### Supplied entries

======

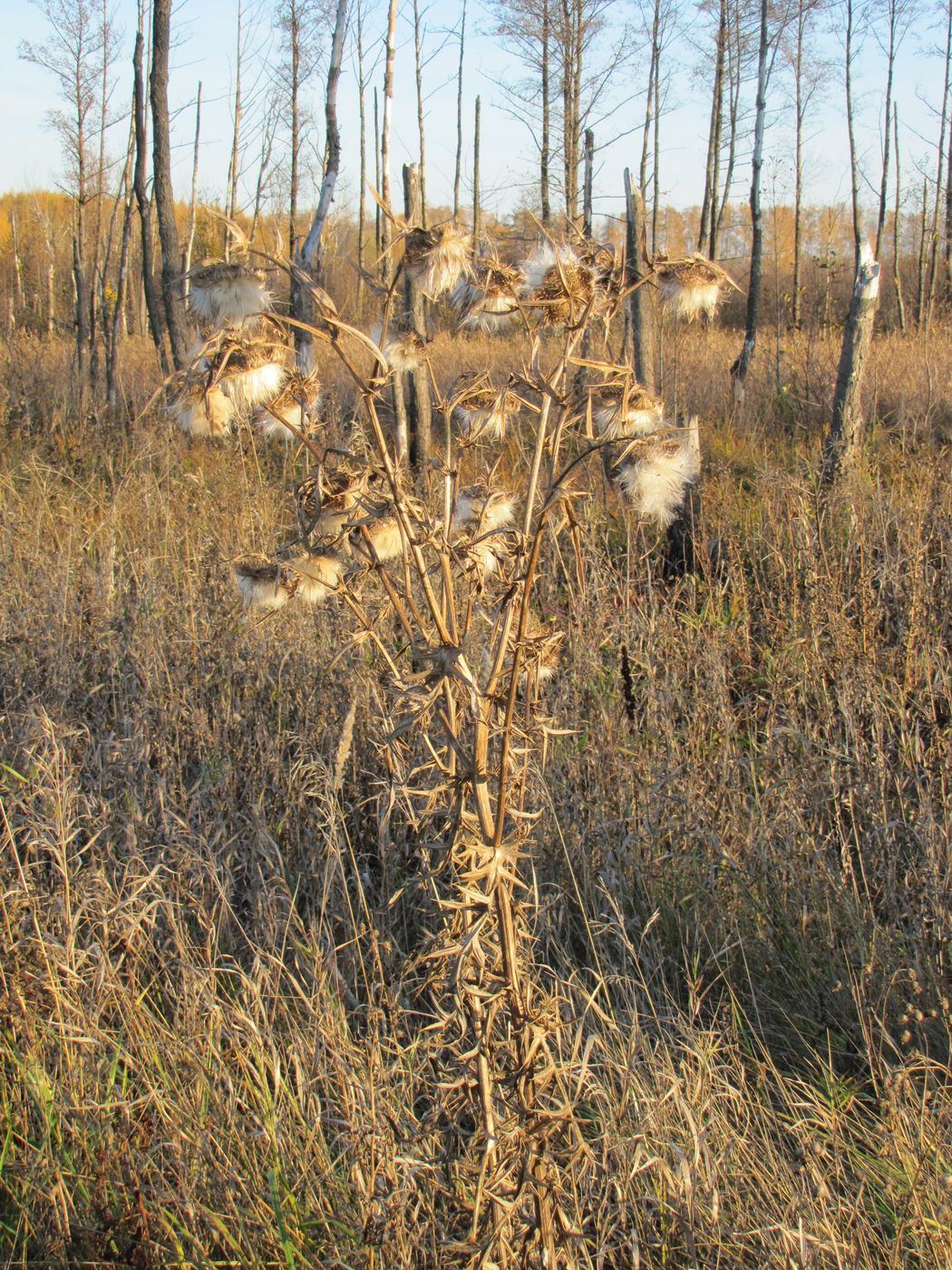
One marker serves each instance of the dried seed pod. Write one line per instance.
(295, 405)
(656, 475)
(222, 292)
(478, 409)
(327, 501)
(489, 298)
(437, 259)
(250, 371)
(481, 510)
(384, 535)
(403, 347)
(559, 285)
(691, 288)
(259, 580)
(202, 409)
(316, 574)
(621, 408)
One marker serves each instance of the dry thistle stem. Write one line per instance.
(228, 292)
(489, 298)
(438, 258)
(691, 288)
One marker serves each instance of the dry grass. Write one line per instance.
(742, 884)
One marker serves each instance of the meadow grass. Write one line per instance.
(209, 901)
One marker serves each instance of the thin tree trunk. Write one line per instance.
(640, 315)
(888, 116)
(16, 260)
(457, 173)
(844, 438)
(377, 231)
(923, 258)
(739, 371)
(235, 136)
(419, 112)
(656, 180)
(714, 132)
(545, 149)
(897, 272)
(649, 103)
(941, 162)
(733, 67)
(850, 132)
(476, 180)
(362, 199)
(193, 207)
(145, 207)
(384, 140)
(311, 258)
(587, 190)
(295, 31)
(419, 415)
(161, 183)
(799, 175)
(121, 286)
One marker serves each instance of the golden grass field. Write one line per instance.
(209, 1047)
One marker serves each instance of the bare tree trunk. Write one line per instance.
(844, 438)
(362, 199)
(640, 315)
(161, 183)
(16, 260)
(419, 415)
(941, 162)
(797, 298)
(649, 102)
(897, 273)
(476, 180)
(545, 146)
(714, 136)
(733, 64)
(145, 207)
(377, 230)
(419, 112)
(656, 178)
(923, 258)
(311, 258)
(850, 131)
(384, 142)
(193, 206)
(295, 32)
(457, 173)
(739, 371)
(888, 116)
(235, 136)
(587, 190)
(121, 286)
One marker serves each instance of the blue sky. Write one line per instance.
(205, 31)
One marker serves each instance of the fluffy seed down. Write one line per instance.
(559, 285)
(316, 574)
(403, 347)
(295, 405)
(259, 581)
(480, 510)
(384, 532)
(656, 478)
(478, 409)
(437, 259)
(624, 409)
(225, 292)
(491, 298)
(202, 410)
(691, 288)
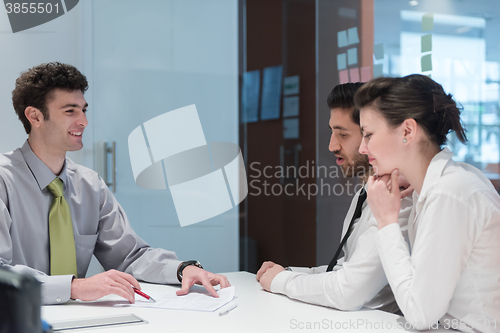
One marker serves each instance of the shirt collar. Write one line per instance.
(434, 171)
(43, 175)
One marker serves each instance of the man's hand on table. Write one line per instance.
(192, 275)
(267, 273)
(103, 284)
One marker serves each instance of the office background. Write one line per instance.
(144, 58)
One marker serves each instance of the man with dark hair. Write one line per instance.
(54, 214)
(357, 280)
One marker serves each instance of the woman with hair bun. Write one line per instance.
(451, 273)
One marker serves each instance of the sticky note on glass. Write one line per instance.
(341, 61)
(426, 42)
(352, 35)
(378, 51)
(378, 70)
(426, 63)
(352, 56)
(354, 74)
(366, 73)
(343, 76)
(342, 38)
(428, 22)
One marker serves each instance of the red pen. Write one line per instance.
(146, 296)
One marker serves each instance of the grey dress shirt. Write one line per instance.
(100, 226)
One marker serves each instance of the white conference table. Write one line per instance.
(257, 311)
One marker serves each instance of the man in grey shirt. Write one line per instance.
(49, 102)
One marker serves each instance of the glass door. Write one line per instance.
(150, 58)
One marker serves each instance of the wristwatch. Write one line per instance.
(184, 264)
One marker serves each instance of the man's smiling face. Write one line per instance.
(63, 129)
(344, 143)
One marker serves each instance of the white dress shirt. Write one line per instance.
(453, 273)
(357, 280)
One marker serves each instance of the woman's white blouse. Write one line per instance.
(453, 272)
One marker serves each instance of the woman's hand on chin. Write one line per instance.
(384, 200)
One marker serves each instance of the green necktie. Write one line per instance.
(62, 241)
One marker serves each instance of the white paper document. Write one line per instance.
(197, 300)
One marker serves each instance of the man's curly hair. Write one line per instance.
(33, 87)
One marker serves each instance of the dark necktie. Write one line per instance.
(357, 214)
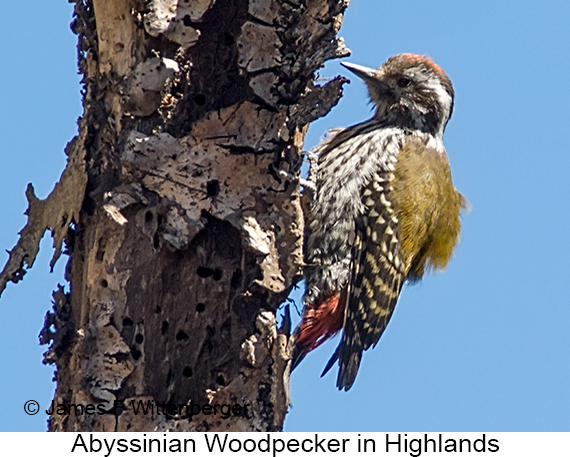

======

### Task
Count the lines of the material above that contain the string "dark", treating uppercase and lowercase as different. Reply with the number alone.

### Task solution
2